> Task to carry out
Copy out the lines of the records verbatim, starting at the line that contains "Question: Identify the juvenile" and ending with the final line of the records.

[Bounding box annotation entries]
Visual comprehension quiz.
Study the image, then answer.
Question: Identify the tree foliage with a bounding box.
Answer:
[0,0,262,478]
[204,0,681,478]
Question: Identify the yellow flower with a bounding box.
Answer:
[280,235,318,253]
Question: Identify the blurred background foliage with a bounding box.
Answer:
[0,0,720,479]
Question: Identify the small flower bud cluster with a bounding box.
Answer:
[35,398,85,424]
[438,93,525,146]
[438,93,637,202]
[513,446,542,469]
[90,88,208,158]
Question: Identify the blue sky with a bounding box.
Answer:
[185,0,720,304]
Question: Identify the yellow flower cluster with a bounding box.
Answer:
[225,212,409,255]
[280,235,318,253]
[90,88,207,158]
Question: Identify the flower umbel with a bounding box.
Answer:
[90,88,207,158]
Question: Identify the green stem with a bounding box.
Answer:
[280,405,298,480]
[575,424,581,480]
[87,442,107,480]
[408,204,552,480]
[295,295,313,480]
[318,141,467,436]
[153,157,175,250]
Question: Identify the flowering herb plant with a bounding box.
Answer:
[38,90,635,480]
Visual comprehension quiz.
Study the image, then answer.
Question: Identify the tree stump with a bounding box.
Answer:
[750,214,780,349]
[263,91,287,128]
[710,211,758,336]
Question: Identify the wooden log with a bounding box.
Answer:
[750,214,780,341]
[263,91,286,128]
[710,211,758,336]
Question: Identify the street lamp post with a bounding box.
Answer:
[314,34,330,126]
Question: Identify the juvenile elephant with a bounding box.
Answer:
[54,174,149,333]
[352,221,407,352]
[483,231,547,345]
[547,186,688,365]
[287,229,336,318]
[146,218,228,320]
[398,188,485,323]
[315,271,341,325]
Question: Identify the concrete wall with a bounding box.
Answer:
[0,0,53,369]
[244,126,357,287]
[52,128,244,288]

> Exercise answer
Question: Identify the juvenile elephant with a bounding box.
Answer:
[54,174,149,333]
[352,221,407,352]
[483,231,547,345]
[547,186,688,365]
[287,229,336,318]
[146,218,228,320]
[398,188,485,323]
[315,271,341,325]
Question: Identify the concrete wall with a bounding box.
Answer:
[0,0,53,369]
[244,126,357,287]
[52,128,244,288]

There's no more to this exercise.